TEXT SHOWN
** Start **
Tom Glavich (JPL) then brought us up-to-date on the TES instrument project. As the engineering team has grown, so has the level of detail in the design. The focus now is to produce a viable baseline design for the System Concept Review (what used to be called Conceptual Design and Cost Review) to be held mid-year 1996.
Jennifer Logan (Harvard) discussed the atmospheric chemistry portion of the GISS workshop, which concluded that while several pre-CHEM-1 instruments (from the US, ESA, and Japan) would provide some information useful to tropospheric chemistry, only TES has the potential for measuring O3, CO and the critical upper-tropospheric precursors NO, HNO3 and H2O near-simultaneously and in the same air-mass and that, therefore, it is essential that TES retain this capability (which demands both limb and nadir-viewing). The workshop further found that TES has been descoped continuously over the past few years to the point that further reductions would eliminate necessary capabilities, although the TES team continues to seek new technologies to reduce demands on resources (in space and on the ground). It was further agreed by all that a collaborative, rather than competitive, approach among the developers and deployers of remote sensing systems and the more-traditional in situ techniques is essential for the future health of the field.
Reinhard Beer (JPL) then presented a draft of the report of the Atmospheres Panel of the EOS Payload Panel (kindly provided by the chairman, Rich Zurek) that enthusiastically endorsed the conclusions of the GISS workshop and further proposed that such workshops become regular events.
Tony Clough and Pat Brown (AER) showed preliminary results of trial limb retrievals of ozone precursors, based on profiles provided by Daniel Jacob and Jennifer Logan. The provisional conclusions were that HNO3 and H2O could be done down to cloud tops with excellent precision (1-2%), NO is likely to be more difficult (20-30% precision) and NO2 may be impossible (in the troposphere). One added difficulty with NO is the high temperature (~1000K), and probable non-LTE (local thermodynamic equilibrium), thermospheric component, which must be corrected for. These studies will be continued for a wide variety of conditions, the climatology for which will be provided by the Harvard group.
Consequences of both the GISS workshop and the AER study were that: (i) we must spend a considerably greater fraction of a month generating global distributions than we had originally planned (because of concerns about persistent cloud cover in particular regions), and (ii) that the specific observational strategy must be more-heavily weighted towards limb views of the upper troposphere, especially for NO. The impact of these new requirements on component lifetime will be investigated by the engineering team and resolved in time for the next edition of the Science Requirements Document (planned to be issued in April 1996).
Some discussion ensued on the subject of publication policy ("free for all" on the ATMOS model vs. group publication on the High Energy Physics model vs PI directives). Joe McNeal promised to provide a copy of the policy adopted by the UARS project, and we will revisit this topic at a future meeting.
** End **
REQUEST 1
Do these statements agree with the TES meeting notes? Answer yes or no for each, quoting the words of the text that decide it. (a) The System Concept Review is to be held in mid-year 1996. (b) The trial limb retrievals indicated that NO2 could be measured in the troposphere with excellent precision. (c) Joe McNeal promised a copy of the publication policy adopted by the UARS project.
REQUEST 2
How would you render this sentence from the TES meeting notes in Spanish: "These studies will be continued for a wide variety of conditions, the climatology for which will be provided by the Harvard group."
REQUEST 3
Reproduce the stretch of the TES meeting notes from "Consequences of both" through "in April 1996)." word for word.

RECORDED INFORMATION
** Start **
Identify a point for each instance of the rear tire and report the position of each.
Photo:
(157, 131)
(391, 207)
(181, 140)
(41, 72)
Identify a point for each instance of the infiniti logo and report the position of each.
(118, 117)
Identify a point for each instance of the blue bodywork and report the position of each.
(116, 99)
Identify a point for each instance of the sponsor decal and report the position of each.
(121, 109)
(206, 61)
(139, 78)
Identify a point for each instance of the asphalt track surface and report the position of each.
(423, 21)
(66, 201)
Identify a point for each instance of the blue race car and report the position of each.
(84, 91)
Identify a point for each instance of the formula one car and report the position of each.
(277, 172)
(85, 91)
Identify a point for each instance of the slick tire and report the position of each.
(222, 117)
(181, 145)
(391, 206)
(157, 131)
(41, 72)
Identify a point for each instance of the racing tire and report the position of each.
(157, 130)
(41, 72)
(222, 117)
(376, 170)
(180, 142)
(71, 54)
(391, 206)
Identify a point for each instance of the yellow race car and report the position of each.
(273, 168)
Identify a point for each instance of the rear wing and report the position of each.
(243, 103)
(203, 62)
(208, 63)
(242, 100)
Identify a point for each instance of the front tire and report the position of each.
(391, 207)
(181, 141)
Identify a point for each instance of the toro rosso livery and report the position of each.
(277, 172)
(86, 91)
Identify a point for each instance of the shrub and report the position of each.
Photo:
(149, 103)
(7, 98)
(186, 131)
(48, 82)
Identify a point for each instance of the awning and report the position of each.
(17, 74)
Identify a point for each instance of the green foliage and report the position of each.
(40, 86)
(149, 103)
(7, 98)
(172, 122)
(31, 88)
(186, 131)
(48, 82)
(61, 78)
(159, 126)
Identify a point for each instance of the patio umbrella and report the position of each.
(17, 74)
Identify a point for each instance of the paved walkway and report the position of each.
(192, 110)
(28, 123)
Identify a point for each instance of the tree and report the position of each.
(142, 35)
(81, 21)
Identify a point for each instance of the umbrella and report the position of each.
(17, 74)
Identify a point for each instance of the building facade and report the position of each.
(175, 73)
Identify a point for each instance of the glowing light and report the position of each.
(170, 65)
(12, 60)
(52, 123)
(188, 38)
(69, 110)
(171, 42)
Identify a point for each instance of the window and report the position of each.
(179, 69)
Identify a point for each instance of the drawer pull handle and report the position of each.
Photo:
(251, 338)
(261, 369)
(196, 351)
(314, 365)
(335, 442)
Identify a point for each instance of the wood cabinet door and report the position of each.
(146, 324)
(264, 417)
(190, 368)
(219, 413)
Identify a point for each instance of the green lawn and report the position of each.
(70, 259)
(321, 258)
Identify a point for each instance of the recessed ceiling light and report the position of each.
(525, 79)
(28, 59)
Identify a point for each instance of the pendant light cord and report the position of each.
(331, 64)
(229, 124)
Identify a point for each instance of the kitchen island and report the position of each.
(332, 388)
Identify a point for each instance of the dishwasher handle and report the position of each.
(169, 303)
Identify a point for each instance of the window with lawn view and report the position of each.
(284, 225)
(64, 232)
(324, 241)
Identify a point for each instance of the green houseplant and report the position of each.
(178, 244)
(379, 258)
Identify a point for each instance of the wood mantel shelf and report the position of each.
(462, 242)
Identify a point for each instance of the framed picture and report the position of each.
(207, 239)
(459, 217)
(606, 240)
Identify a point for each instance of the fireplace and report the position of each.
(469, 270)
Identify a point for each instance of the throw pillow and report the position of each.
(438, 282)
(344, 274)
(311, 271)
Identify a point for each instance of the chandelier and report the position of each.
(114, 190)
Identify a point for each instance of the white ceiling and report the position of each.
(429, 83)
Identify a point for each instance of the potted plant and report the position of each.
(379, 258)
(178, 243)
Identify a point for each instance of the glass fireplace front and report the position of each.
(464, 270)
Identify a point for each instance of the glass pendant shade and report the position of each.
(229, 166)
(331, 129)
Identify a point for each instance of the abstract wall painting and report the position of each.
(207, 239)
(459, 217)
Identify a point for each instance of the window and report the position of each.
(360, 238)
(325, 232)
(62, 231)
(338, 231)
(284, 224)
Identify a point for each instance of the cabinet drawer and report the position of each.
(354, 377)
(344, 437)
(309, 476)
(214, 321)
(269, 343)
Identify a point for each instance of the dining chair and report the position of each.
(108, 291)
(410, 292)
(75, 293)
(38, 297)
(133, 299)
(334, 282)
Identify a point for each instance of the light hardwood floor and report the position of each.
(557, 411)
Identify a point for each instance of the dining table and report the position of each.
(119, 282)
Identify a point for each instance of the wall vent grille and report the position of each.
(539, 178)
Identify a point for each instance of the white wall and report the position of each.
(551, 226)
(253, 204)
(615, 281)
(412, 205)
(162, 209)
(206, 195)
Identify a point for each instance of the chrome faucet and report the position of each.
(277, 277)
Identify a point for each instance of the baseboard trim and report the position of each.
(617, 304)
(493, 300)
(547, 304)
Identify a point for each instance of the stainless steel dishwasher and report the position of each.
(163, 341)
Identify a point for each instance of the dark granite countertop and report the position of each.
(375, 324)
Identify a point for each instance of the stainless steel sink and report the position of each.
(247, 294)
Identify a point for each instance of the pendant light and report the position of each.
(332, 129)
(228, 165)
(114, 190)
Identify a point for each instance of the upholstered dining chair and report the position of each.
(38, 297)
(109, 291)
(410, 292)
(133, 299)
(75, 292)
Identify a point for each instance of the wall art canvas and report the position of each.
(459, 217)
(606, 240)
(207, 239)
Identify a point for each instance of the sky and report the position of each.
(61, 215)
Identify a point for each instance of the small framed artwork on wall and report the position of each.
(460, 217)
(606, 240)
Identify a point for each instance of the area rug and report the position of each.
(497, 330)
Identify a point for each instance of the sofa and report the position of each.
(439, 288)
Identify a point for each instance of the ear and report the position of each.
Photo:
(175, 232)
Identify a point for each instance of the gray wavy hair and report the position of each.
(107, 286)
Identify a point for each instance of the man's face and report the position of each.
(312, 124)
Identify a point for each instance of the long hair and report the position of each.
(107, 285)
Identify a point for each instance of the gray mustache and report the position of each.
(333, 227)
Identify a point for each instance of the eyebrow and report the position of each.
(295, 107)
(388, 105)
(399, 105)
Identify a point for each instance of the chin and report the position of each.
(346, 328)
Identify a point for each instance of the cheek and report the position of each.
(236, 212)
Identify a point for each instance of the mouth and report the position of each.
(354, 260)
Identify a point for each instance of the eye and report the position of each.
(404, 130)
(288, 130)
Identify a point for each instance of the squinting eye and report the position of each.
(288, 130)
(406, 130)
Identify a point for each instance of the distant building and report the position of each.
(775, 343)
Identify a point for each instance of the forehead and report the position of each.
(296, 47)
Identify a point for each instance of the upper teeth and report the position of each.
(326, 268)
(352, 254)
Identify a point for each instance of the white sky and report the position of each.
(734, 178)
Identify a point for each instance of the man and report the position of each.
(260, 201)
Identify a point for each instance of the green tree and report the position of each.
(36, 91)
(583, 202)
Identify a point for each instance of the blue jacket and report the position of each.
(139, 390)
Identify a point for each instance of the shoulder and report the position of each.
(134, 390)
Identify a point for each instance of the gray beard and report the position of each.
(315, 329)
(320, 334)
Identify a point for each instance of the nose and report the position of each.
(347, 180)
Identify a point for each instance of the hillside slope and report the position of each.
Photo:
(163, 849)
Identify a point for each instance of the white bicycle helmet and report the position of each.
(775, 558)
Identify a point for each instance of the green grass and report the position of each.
** End **
WRITTEN SOLUTION 1
(a) Yes: "to be held mid-year 1996"
(b) No: "NO2 may be impossible (in the troposphere)"
(c) Yes: "Joe McNeal promised to provide a copy of the policy adopted by the UARS project"

WRITTEN SOLUTION 2
Estos estudios se continuarán para una amplia variedad de condiciones, cuya climatología será proporcionada por el grupo de Harvard.

WRITTEN SOLUTION 3
Consequences of both the GISS workshop and the AER study were that: (i) we must spend a considerably greater fraction of a month generating global distributions than we had originally planned (because of concerns about persistent cloud cover in particular regions), and (ii) that the specific observational strategy must be more-heavily weighted towards limb views of the upper troposphere, especially for NO. The impact of these new requirements on component lifetime will be investigated by the engineering team and resolved in time for the next edition of the Science Requirements Document (planned to be issued in April 1996).